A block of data
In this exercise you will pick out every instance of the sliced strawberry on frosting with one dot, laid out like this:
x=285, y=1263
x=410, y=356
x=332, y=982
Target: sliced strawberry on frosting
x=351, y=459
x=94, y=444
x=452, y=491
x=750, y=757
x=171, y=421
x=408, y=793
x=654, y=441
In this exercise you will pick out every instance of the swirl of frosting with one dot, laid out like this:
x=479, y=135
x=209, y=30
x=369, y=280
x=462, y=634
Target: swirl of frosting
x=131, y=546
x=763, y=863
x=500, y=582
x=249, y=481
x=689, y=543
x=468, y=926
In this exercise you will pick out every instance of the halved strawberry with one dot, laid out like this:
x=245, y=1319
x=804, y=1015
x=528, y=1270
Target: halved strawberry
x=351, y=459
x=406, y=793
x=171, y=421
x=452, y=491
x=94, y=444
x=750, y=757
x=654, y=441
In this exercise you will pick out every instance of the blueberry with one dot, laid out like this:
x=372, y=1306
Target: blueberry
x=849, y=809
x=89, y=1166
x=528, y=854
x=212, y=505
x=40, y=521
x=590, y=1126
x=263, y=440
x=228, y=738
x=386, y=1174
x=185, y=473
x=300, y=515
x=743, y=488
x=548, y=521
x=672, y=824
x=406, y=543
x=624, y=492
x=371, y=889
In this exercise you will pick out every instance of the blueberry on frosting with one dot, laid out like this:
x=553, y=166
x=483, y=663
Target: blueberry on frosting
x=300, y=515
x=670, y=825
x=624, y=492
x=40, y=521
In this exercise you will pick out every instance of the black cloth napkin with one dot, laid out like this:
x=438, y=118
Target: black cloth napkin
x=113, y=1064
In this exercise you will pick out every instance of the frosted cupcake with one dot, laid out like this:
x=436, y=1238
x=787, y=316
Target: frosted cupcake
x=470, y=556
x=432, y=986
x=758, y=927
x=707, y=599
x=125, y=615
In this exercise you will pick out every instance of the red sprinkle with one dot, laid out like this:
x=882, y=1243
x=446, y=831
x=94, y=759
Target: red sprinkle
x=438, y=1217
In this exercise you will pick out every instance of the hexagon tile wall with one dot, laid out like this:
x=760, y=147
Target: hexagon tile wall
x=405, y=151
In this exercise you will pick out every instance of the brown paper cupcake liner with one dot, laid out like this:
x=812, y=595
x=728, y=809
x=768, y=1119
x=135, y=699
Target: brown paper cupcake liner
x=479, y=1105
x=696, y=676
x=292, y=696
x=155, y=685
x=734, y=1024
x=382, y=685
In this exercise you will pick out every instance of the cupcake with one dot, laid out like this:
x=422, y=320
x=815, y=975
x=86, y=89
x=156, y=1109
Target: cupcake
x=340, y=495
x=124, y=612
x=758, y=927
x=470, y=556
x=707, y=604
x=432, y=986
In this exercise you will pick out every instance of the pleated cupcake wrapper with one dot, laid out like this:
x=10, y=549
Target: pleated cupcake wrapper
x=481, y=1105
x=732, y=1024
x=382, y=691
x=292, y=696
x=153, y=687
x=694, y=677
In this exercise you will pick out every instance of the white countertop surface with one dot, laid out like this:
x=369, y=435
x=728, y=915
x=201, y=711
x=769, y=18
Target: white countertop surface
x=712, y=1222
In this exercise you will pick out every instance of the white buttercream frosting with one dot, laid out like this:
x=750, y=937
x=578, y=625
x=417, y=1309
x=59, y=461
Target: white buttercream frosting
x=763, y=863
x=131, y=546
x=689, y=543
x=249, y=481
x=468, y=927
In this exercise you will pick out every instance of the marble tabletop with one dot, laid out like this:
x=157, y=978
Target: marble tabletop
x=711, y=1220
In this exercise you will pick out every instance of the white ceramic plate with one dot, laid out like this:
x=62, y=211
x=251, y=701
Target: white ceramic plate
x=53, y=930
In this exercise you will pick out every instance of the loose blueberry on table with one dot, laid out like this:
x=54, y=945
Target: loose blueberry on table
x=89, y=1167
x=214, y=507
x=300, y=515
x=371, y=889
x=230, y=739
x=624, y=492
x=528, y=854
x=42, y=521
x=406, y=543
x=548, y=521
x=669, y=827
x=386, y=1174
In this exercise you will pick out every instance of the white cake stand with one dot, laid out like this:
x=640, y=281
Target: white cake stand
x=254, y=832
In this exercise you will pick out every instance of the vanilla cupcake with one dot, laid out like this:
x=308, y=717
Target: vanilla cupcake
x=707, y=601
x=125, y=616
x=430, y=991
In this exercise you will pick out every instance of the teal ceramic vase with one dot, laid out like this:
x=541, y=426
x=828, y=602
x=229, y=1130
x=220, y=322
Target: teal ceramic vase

Goal: Retype all of the rows above, keeping every character the same.

Reply:
In this exercise you will pick out every instance of the sliced strawberry on frosting with one dot, laid out like this:
x=285, y=1263
x=410, y=356
x=332, y=982
Target: sliced strawberry on frosting
x=351, y=459
x=94, y=444
x=452, y=491
x=750, y=757
x=171, y=421
x=408, y=793
x=654, y=441
In this exercise you will pick out every instance of the swirl of frosting with one dot, laid out like this:
x=479, y=135
x=209, y=30
x=369, y=280
x=462, y=634
Target: swirl of frosting
x=131, y=546
x=763, y=863
x=500, y=582
x=249, y=481
x=689, y=543
x=468, y=926
In this exercise you will pick out every instance of the halved strawberry with one dot, laid out like this:
x=245, y=1319
x=804, y=1015
x=528, y=1270
Target: halved strawberry
x=351, y=459
x=406, y=793
x=171, y=421
x=452, y=491
x=94, y=444
x=750, y=757
x=654, y=441
In this exercise you will pick out every instance of the blueberry with one dot, laid out like this:
x=372, y=1306
Target: blueberry
x=849, y=809
x=89, y=1166
x=528, y=854
x=212, y=505
x=40, y=521
x=590, y=1126
x=263, y=440
x=228, y=738
x=386, y=1174
x=185, y=473
x=300, y=515
x=743, y=488
x=548, y=521
x=672, y=824
x=406, y=543
x=624, y=492
x=371, y=889
In this exercise you will pick out every instance of the blueberry on frosting with one dot, laid out like this:
x=553, y=166
x=483, y=663
Target: blueberry on frosting
x=300, y=515
x=670, y=825
x=624, y=492
x=40, y=521
In this exercise you will pick out every instance of the black cloth napkin with one dot, laid out like this:
x=438, y=118
Target: black cloth napkin
x=113, y=1064
In this exercise you will pick out every instance of the frosted cupcake with one dot, laid out like this:
x=436, y=1238
x=787, y=316
Target: frosted cupcake
x=470, y=556
x=432, y=986
x=758, y=927
x=707, y=599
x=125, y=615
In this exercise you will pick out every instance of the red sprinkle with one dot, laid out like this:
x=882, y=1243
x=446, y=831
x=94, y=759
Target: red sprinkle
x=438, y=1217
In this exercise you will pick out every instance of the hexagon tile wall with one dot, laid out like this:
x=760, y=147
Target: hexagon tile wall
x=405, y=151
In this exercise you will pick out every instance of the brown paper cupcake liner with one dot, laid out like this:
x=812, y=595
x=728, y=809
x=768, y=1119
x=135, y=699
Target: brown paper cupcake liner
x=479, y=1105
x=696, y=676
x=292, y=696
x=155, y=685
x=734, y=1024
x=382, y=685
In this exercise you will pick out every instance of the cupcake with one dot, laid out like this:
x=422, y=320
x=815, y=975
x=86, y=89
x=156, y=1109
Target: cupcake
x=340, y=495
x=124, y=612
x=758, y=927
x=470, y=556
x=707, y=604
x=432, y=986
In this exercise you will pick out every instance of the pleated cupcake wrapper with one dot, laid out like this:
x=10, y=549
Target: pleated cupcake wrapper
x=481, y=1105
x=732, y=1024
x=382, y=691
x=292, y=696
x=153, y=687
x=694, y=677
In this exercise you will pick out every instance of the white countertop surface with one dot, laid out like this:
x=369, y=435
x=728, y=915
x=201, y=711
x=769, y=18
Target: white countertop surface
x=712, y=1222
In this exercise you will pick out every instance of the white buttercream frosting with one dot, laid out like this:
x=750, y=937
x=578, y=625
x=417, y=1309
x=59, y=461
Target: white buttercream frosting
x=763, y=863
x=131, y=546
x=689, y=543
x=249, y=481
x=468, y=927
In this exercise you will pick out every instance of the marble tabletop with one dot, laid out like this:
x=157, y=978
Target: marble tabletop
x=711, y=1220
In this exercise you will pick out every instance of the white ceramic plate with one dot, laid out like this:
x=62, y=211
x=251, y=701
Target: white ceramic plate
x=53, y=930
In this exercise you will pick out every instance of the loose blueberry on table with one dot, laid out like this:
x=54, y=945
Target: loose blueberry on table
x=89, y=1167
x=214, y=507
x=300, y=515
x=371, y=889
x=230, y=739
x=624, y=492
x=528, y=854
x=42, y=521
x=406, y=543
x=548, y=521
x=669, y=827
x=386, y=1174
In this exercise you will pick out every instance of the white cake stand with one dot, laid out like this:
x=640, y=281
Target: white cake stand
x=254, y=832
In this exercise you will pick out every instance of the vanilla cupcake with one dot, laid out like this:
x=308, y=717
Target: vanilla cupcake
x=707, y=601
x=125, y=616
x=430, y=991
In this exercise you will pick out every instance of the teal ceramic vase with one dot, laid out like this:
x=541, y=426
x=828, y=602
x=229, y=1130
x=220, y=322
Target: teal ceramic vase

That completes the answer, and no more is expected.